Измените приведенные ниже строки: замените «starfish» на «sea star», а все остальное оставьте без изменений. Изображения в ответ не включайте.
##### ИСХОДНЫЕ ДАННЫЕ #####
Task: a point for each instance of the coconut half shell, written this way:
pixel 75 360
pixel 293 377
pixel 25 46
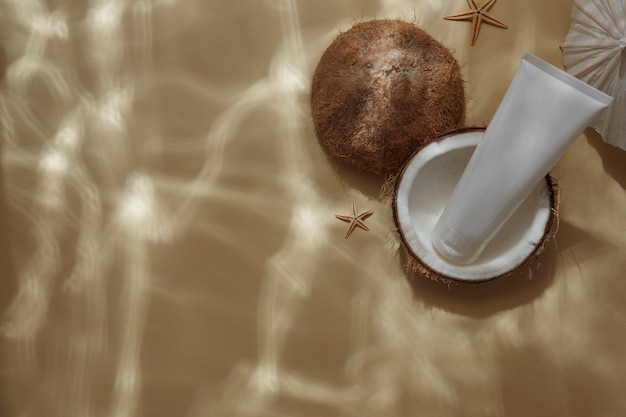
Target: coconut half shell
pixel 424 186
pixel 382 90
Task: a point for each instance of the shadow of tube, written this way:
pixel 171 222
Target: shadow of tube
pixel 613 158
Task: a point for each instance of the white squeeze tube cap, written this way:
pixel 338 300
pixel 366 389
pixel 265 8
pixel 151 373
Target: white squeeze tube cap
pixel 543 112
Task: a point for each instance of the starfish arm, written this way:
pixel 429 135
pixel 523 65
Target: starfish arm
pixel 344 218
pixel 486 6
pixel 487 18
pixel 359 222
pixel 462 16
pixel 476 28
pixel 351 228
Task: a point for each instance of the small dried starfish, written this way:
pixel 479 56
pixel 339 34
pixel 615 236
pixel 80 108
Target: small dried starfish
pixel 478 15
pixel 356 220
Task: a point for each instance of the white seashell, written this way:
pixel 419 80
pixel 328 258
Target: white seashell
pixel 595 52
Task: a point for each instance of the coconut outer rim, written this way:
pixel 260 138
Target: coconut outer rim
pixel 415 264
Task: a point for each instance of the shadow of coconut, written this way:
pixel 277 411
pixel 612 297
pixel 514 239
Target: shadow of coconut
pixel 613 158
pixel 521 287
pixel 370 185
pixel 484 299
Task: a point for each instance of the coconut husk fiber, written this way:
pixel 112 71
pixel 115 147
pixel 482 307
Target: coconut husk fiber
pixel 382 90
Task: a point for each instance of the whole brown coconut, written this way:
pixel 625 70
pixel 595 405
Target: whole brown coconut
pixel 382 90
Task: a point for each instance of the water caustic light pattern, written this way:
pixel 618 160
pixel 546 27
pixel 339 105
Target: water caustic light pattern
pixel 170 247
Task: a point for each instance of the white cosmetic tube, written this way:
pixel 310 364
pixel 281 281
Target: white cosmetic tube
pixel 543 112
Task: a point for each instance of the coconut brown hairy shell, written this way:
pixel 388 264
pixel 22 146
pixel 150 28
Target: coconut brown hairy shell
pixel 382 90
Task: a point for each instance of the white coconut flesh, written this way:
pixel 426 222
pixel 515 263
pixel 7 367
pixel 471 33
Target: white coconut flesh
pixel 424 188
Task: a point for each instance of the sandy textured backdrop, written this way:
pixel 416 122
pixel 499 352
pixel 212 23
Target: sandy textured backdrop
pixel 169 246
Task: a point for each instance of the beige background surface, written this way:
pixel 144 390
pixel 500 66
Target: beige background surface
pixel 169 246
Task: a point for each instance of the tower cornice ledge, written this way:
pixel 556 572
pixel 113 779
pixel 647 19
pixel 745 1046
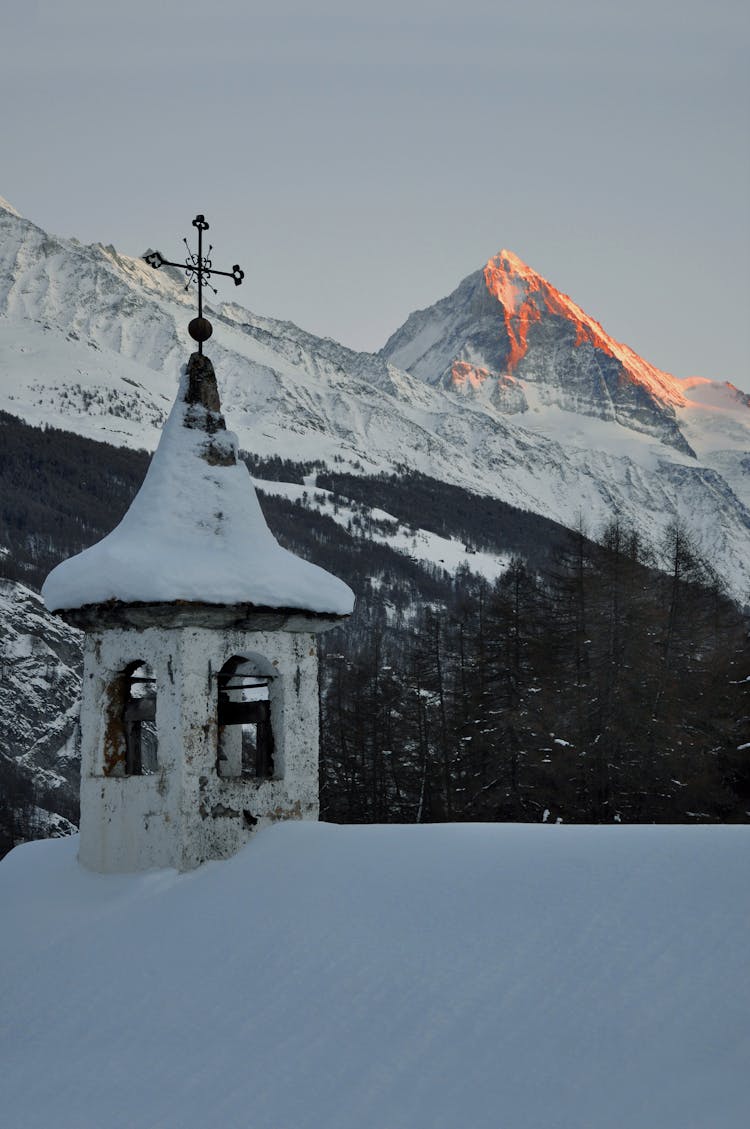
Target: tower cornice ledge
pixel 182 613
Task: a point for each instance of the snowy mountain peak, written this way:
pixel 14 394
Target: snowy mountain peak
pixel 9 208
pixel 526 297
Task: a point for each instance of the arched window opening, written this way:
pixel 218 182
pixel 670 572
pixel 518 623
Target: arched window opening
pixel 245 745
pixel 139 720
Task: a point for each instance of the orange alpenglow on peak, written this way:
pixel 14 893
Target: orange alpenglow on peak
pixel 525 296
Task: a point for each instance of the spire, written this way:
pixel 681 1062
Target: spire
pixel 195 533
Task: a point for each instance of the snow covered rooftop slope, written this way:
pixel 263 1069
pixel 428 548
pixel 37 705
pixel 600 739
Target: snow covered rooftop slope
pixel 195 532
pixel 447 977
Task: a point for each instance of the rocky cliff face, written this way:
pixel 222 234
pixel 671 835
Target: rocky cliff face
pixel 506 387
pixel 506 329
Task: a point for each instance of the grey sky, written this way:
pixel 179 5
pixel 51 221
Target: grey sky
pixel 360 159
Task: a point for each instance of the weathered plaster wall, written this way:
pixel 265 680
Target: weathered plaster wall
pixel 185 813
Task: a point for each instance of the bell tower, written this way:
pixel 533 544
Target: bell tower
pixel 199 710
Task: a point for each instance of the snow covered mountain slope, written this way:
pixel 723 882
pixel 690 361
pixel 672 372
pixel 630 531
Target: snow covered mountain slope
pixel 384 978
pixel 490 388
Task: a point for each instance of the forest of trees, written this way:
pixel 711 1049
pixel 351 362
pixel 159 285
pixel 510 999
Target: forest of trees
pixel 599 691
pixel 585 685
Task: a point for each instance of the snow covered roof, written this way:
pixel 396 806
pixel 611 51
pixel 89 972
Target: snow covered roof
pixel 195 531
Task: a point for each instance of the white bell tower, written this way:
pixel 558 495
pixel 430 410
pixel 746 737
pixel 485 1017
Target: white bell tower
pixel 199 712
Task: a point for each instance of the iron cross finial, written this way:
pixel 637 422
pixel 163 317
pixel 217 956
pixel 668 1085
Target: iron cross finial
pixel 198 269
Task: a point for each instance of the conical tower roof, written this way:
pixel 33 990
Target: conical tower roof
pixel 194 532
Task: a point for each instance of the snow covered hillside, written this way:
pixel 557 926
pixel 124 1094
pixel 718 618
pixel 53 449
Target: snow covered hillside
pixel 90 340
pixel 465 977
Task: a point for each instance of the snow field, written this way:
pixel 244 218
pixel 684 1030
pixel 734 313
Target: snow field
pixel 445 977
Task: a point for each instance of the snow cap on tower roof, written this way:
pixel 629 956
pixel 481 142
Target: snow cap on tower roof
pixel 195 531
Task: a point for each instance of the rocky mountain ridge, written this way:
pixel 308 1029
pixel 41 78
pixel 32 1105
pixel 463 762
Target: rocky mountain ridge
pixel 92 341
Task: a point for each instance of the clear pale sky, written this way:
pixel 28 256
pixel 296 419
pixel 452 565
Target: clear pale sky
pixel 358 160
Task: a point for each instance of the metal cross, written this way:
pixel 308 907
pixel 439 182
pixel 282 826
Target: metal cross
pixel 198 269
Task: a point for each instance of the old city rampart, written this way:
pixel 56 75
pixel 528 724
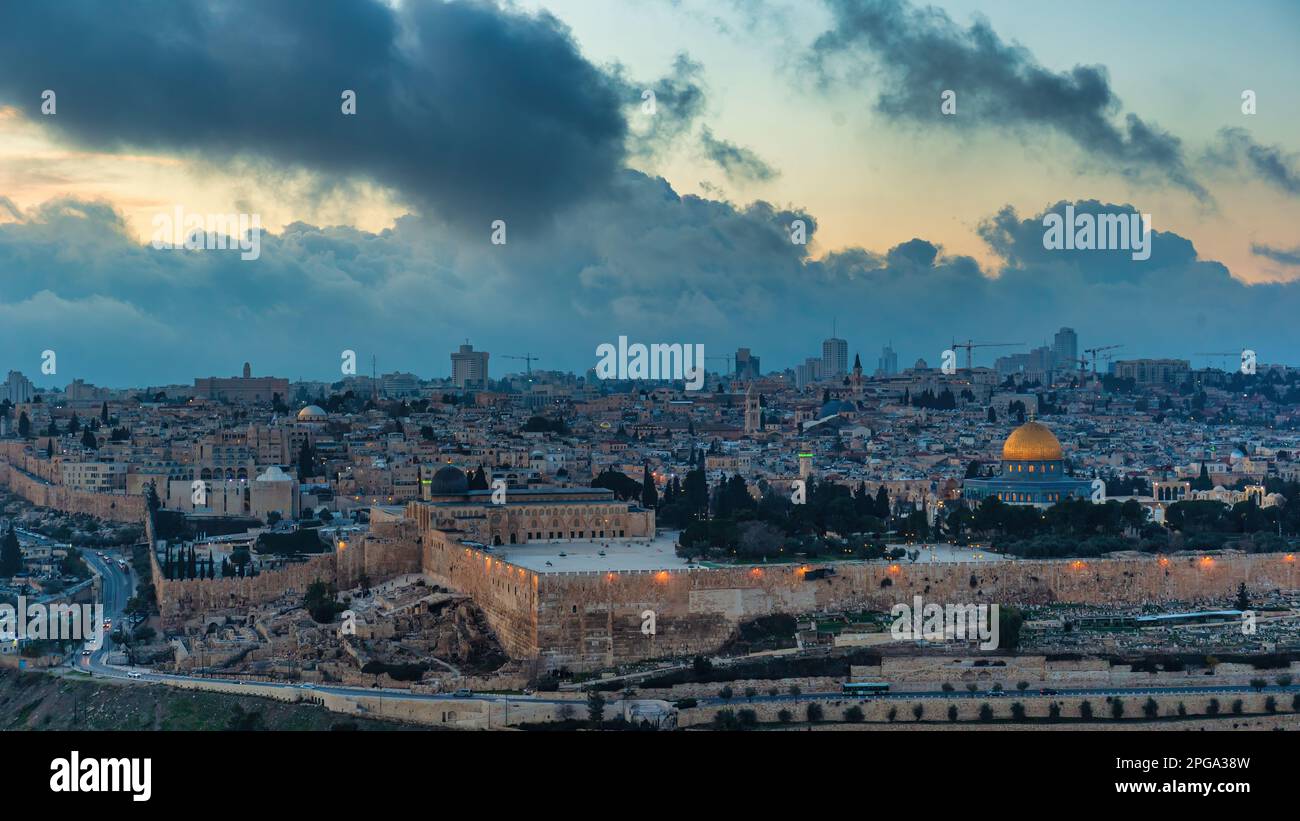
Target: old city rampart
pixel 34 479
pixel 592 620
#####
* [РЕЗУЛЬТАТ ЗАДАНИЯ]:
Task: a point for each instance of the coconut half shell, written this way:
pixel 75 360
pixel 293 377
pixel 25 46
Target: coconut half shell
pixel 424 186
pixel 382 90
Task: a point for each instance of the shadow of tube, written this way:
pixel 171 222
Target: shadow of tube
pixel 613 158
Task: a point for each instance of the white squeeze tube cap, written this way:
pixel 338 300
pixel 366 389
pixel 265 8
pixel 151 373
Target: white squeeze tube cap
pixel 543 112
Task: a point for each instance of the sea star arm, written this way:
pixel 429 135
pixel 523 65
Target: sea star arm
pixel 344 218
pixel 486 6
pixel 487 18
pixel 359 222
pixel 462 16
pixel 476 28
pixel 351 228
Task: a point for each instance of the small dried sea star, written this way:
pixel 479 56
pixel 339 34
pixel 615 236
pixel 80 108
Target: small dried sea star
pixel 478 15
pixel 356 220
Task: a point for each instance of the white seashell, written this way:
pixel 419 80
pixel 328 258
Target: white seashell
pixel 595 52
Task: a point for each instance of the coconut outer rim, written this way:
pixel 260 138
Target: coconut outer rim
pixel 415 264
Task: a point for each instance of the shadow of coconut, written this way:
pixel 277 411
pixel 612 297
pixel 514 239
Target: shadow of coconut
pixel 613 158
pixel 521 287
pixel 370 185
pixel 484 299
Task: a point for each instance of the coconut husk fiber, written this way:
pixel 112 71
pixel 115 147
pixel 482 307
Target: coconut husk fiber
pixel 382 90
Task: a point for each instance of the whole brown coconut, written this way:
pixel 625 70
pixel 595 405
Target: whole brown coconut
pixel 382 90
Task: a point for each instance of the water caustic light pattern, written this way:
pixel 618 160
pixel 546 27
pixel 339 105
Target: water caustic light pattern
pixel 170 247
Task: a point for each instance of the white cosmetic tube, written this way:
pixel 310 364
pixel 281 281
Target: white cosmetic tube
pixel 543 112
Task: a point for each instance of the coconut brown hairy shell, written this way:
pixel 388 264
pixel 22 146
pixel 150 28
Target: coconut brown hairy shell
pixel 382 90
Task: a point for each instance of the white coconut flesh, written this way:
pixel 426 222
pixel 515 263
pixel 7 367
pixel 471 33
Target: white coconut flesh
pixel 424 188
Task: a point for each instance of the sandy textured backdrop, written this way:
pixel 416 122
pixel 499 352
pixel 212 23
Target: sandy textured backdrop
pixel 169 246
Task: a point for each instance of the beige background surface, written this way:
pixel 144 390
pixel 500 66
Target: beige background surface
pixel 169 246
Task: a point for each instance of the tower cornice ledge, written this way:
pixel 556 572
pixel 113 779
pixel 647 19
pixel 745 1046
Target: tower cornice ledge
pixel 182 613
Task: a point for each instance of the snowy mountain peak, written this way:
pixel 14 394
Target: snowy mountain peak
pixel 9 208
pixel 526 297
Task: a point for each instance of the arched window opening, written this way:
pixel 218 182
pixel 670 572
pixel 518 623
Target: arched window opening
pixel 245 745
pixel 139 720
Task: a point for each instance of the orange alpenglow on peak, written this way:
pixel 14 893
Target: orange alpenglow on peak
pixel 525 296
Task: a point for each instance of the spire, written this way:
pixel 681 1062
Target: spire
pixel 195 533
Task: a point for each instance of the snow covered rooftop slope, written this way:
pixel 263 1069
pixel 428 548
pixel 37 705
pixel 600 739
Target: snow covered rooftop slope
pixel 195 532
pixel 447 977
Task: a point for each instance of the rocky cliff face, written this way:
pixel 222 234
pixel 671 835
Target: rocky cliff face
pixel 506 387
pixel 506 329
Task: a point for each instance of the grey sky, written this way:
pixel 179 5
pixel 51 221
Target: grey sky
pixel 360 159
Task: a point for each instance of the weathered plaster wall, written this way:
pixel 265 680
Target: weathered plaster wall
pixel 185 813
Task: a point for each instance of the bell tower, written this way:
pixel 533 544
Target: bell tower
pixel 199 710
Task: a point for each instance of the snow covered mountain slope, written this way:
pixel 723 882
pixel 690 361
pixel 672 372
pixel 630 531
Target: snow covered mountain slope
pixel 384 978
pixel 490 388
Task: a point for each instance of the forest of trees, written this way:
pixel 711 1049
pixel 351 362
pixel 159 285
pixel 510 999
Target: forest of trees
pixel 599 691
pixel 585 685
Task: a point for each instance of the snow covered roof, written this way:
pixel 396 806
pixel 611 51
pixel 89 972
Target: snow covered roof
pixel 195 531
Task: a point for each instance of the white bell tower, written this way:
pixel 558 495
pixel 430 410
pixel 746 737
pixel 485 1017
Target: white bell tower
pixel 199 712
Task: a point for each instance of the iron cross finial, written this way:
pixel 637 422
pixel 163 317
pixel 217 956
pixel 668 1085
Target: iron cross finial
pixel 198 269
Task: a point for each instance of the conical tower roof, written this way:
pixel 33 990
Target: conical tower roof
pixel 194 532
Task: a point for each instance of the snow covered hillside, written this way:
pixel 557 926
pixel 124 1094
pixel 718 618
pixel 53 449
Target: snow covered hillside
pixel 90 340
pixel 465 977
Task: a point for each instance of the snow field, written this way:
pixel 244 218
pixel 684 1030
pixel 734 313
Target: snow field
pixel 445 977
Task: a point for each instance of the snow cap on tower roof, written this way:
pixel 629 956
pixel 481 142
Target: snow cap on tower roof
pixel 195 531
Task: a point for each instance of the rocky mountain ridge, written this way:
pixel 308 1029
pixel 41 78
pixel 32 1105
pixel 463 762
Target: rocky mountain ridge
pixel 92 341
Task: a point for each instance of the clear pale sky, written this way:
pixel 28 256
pixel 296 419
pixel 452 565
Target: clear pale sky
pixel 358 160
Task: a point for each instance of the metal cross, written this way:
pixel 308 907
pixel 439 182
pixel 282 826
Target: metal cross
pixel 198 269
Task: a point for each instance of the old city rampart, written this way:
pixel 56 75
pixel 528 724
Target: old city rampart
pixel 34 479
pixel 592 620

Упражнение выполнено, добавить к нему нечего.